**Prompt**
Reproduce exactly, from the data that follows, the line with "Query: front left tire", the line with "find the led headlight in the photo above", and every line that lies between them.

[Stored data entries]
============
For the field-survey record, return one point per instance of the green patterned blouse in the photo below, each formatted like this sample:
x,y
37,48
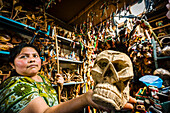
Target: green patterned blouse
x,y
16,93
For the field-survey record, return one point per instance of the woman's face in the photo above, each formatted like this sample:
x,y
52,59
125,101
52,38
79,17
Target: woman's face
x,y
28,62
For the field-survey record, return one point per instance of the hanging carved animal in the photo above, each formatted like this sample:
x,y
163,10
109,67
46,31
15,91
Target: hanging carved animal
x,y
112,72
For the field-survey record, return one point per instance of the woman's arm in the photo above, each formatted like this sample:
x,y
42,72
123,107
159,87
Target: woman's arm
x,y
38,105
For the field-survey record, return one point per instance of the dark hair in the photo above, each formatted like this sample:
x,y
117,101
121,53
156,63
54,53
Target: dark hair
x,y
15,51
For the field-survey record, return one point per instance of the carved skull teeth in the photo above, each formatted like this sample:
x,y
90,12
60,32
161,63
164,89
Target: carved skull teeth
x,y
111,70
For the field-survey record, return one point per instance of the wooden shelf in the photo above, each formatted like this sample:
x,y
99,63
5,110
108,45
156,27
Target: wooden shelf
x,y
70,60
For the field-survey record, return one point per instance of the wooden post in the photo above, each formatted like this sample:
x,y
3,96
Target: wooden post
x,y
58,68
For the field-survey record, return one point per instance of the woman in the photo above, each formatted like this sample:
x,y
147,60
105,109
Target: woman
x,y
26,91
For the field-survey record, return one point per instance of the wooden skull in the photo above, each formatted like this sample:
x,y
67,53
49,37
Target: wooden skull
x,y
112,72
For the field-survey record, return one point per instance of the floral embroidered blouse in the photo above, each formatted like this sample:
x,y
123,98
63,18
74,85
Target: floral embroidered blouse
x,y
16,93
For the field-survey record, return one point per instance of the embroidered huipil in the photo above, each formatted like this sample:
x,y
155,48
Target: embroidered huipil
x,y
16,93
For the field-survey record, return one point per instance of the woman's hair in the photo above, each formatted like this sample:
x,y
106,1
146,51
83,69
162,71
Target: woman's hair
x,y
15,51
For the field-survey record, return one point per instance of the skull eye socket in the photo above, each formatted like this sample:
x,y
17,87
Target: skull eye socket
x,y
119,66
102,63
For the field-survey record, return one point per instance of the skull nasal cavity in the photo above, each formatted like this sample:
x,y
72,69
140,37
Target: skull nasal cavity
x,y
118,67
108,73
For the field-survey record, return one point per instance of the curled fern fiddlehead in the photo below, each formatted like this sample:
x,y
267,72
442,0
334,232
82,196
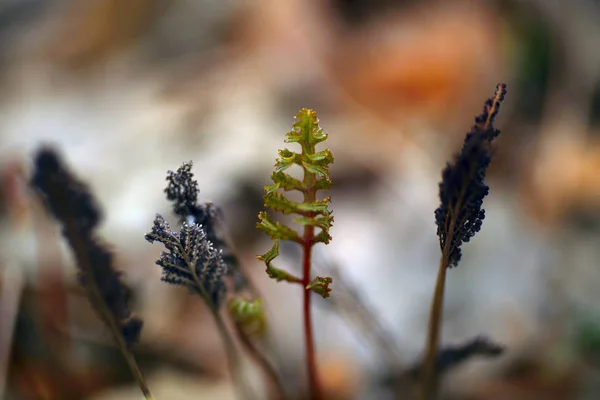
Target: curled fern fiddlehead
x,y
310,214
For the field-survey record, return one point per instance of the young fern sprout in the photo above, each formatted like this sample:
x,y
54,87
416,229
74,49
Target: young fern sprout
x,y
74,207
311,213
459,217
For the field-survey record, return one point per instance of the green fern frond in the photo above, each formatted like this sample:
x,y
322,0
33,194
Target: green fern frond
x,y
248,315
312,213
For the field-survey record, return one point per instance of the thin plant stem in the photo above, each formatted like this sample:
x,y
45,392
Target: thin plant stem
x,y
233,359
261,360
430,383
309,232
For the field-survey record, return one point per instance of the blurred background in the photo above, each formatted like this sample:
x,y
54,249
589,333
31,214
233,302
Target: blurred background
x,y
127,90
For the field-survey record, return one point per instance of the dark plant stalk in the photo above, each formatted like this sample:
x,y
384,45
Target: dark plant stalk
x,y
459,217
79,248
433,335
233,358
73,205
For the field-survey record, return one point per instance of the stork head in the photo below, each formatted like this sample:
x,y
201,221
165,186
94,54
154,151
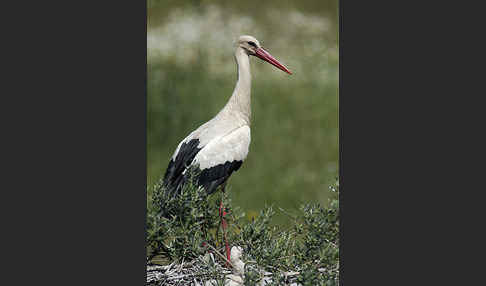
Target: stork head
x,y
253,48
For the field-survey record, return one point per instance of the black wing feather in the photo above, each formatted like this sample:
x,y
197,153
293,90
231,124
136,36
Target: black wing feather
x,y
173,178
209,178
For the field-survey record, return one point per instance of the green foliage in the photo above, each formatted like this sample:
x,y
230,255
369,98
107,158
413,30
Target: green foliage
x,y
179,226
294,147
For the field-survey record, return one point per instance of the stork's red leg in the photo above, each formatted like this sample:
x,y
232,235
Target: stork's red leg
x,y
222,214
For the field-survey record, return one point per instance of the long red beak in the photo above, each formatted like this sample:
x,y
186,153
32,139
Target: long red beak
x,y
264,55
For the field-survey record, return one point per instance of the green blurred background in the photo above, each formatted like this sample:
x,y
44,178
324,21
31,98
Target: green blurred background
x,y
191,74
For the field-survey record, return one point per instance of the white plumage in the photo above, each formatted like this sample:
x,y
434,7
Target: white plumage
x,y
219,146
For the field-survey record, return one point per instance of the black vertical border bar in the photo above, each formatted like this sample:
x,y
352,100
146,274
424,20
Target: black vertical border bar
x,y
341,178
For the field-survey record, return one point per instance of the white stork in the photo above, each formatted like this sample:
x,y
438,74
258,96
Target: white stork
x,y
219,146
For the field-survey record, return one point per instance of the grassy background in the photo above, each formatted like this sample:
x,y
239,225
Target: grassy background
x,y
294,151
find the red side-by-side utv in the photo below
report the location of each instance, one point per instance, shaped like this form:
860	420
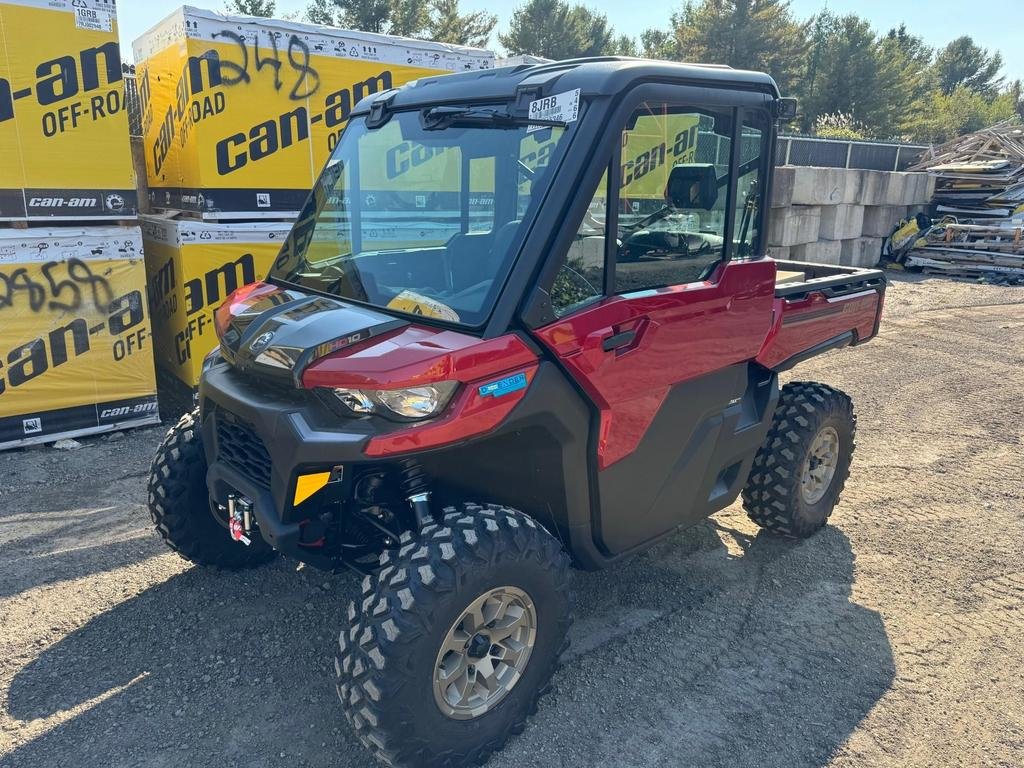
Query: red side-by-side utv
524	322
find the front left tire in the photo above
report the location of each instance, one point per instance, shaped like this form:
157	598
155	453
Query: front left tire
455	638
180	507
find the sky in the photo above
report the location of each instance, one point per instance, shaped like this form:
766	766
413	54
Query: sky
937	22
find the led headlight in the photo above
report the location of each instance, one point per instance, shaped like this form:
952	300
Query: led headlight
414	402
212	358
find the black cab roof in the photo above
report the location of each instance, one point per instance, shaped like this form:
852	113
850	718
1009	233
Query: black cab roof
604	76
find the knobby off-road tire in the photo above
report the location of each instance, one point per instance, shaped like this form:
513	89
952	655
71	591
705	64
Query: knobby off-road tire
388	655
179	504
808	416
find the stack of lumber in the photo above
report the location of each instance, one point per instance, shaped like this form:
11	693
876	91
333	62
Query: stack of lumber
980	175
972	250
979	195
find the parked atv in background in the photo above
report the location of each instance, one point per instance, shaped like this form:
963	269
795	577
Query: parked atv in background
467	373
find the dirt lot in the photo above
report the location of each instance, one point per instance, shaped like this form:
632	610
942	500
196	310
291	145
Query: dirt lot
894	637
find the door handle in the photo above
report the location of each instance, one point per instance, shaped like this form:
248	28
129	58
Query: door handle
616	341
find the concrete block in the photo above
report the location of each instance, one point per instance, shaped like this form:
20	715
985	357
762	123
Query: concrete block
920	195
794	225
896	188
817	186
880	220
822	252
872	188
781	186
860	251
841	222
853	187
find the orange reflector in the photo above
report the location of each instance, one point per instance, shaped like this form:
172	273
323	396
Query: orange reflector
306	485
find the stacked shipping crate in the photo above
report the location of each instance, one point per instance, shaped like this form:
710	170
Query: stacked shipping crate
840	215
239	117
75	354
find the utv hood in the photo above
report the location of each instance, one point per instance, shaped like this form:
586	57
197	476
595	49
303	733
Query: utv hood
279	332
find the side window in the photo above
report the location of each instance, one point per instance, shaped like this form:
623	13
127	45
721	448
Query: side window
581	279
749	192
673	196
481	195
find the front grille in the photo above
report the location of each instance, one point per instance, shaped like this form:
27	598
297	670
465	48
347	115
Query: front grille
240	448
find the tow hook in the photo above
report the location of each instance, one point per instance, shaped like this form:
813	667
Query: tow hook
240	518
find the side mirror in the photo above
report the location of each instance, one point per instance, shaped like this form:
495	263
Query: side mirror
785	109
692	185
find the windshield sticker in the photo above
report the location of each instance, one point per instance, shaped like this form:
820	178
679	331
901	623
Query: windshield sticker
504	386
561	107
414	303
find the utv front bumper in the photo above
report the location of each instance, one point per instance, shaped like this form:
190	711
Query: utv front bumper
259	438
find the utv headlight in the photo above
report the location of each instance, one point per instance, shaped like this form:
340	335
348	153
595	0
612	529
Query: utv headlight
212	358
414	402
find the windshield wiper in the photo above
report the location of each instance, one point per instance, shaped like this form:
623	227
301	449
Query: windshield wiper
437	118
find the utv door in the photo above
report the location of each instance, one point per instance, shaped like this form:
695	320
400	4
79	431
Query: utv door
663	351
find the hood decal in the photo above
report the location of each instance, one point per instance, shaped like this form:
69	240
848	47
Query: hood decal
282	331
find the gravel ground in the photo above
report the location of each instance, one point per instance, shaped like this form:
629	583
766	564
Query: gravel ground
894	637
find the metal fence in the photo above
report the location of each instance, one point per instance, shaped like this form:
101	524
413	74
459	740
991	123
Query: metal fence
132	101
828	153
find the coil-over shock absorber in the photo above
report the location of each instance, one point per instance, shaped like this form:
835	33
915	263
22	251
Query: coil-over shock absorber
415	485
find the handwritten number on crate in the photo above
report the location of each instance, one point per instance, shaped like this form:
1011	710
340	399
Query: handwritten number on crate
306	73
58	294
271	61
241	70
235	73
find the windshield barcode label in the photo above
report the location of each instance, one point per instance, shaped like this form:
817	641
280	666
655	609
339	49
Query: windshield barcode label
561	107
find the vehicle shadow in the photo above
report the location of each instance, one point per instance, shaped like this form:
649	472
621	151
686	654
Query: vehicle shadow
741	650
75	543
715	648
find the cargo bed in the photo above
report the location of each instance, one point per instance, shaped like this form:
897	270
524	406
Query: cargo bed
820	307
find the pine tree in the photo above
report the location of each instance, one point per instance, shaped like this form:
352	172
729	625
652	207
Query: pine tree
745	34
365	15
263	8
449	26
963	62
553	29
============
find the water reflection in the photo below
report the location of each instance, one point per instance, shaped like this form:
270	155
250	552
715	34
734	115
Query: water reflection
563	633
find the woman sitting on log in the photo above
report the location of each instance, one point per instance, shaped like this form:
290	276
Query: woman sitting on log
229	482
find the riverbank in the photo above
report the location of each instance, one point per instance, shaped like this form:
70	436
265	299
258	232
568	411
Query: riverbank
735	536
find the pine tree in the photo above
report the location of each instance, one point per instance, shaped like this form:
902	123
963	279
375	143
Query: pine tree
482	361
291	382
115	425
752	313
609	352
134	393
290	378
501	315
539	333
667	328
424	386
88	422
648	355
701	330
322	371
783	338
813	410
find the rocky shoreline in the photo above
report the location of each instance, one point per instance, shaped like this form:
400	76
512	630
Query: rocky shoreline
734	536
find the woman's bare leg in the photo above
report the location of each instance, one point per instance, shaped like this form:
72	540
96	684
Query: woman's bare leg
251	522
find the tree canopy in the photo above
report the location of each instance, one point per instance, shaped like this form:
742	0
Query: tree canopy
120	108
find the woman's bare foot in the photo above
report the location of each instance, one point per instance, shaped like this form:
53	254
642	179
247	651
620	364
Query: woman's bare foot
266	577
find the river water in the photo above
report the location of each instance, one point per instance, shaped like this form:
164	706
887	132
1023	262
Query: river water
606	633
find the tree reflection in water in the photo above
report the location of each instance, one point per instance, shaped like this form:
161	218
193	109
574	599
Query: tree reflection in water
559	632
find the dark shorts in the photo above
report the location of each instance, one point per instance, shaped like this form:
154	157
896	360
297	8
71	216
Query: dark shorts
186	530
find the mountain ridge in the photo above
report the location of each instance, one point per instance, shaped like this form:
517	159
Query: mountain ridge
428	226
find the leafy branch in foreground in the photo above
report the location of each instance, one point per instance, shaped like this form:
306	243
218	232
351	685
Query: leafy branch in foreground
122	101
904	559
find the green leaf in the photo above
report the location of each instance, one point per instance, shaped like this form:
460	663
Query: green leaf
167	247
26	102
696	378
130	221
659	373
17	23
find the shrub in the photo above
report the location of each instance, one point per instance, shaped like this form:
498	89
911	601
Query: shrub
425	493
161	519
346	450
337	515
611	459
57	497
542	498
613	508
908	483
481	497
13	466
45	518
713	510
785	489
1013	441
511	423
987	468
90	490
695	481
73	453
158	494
============
**Output for this exercise**
Query: front left tire
455	638
180	507
find the sky in the photo above
report the location of each instance, one point per instance, shaped like this form:
766	766
413	54
Query: sky
937	22
find the led headlight in the photo above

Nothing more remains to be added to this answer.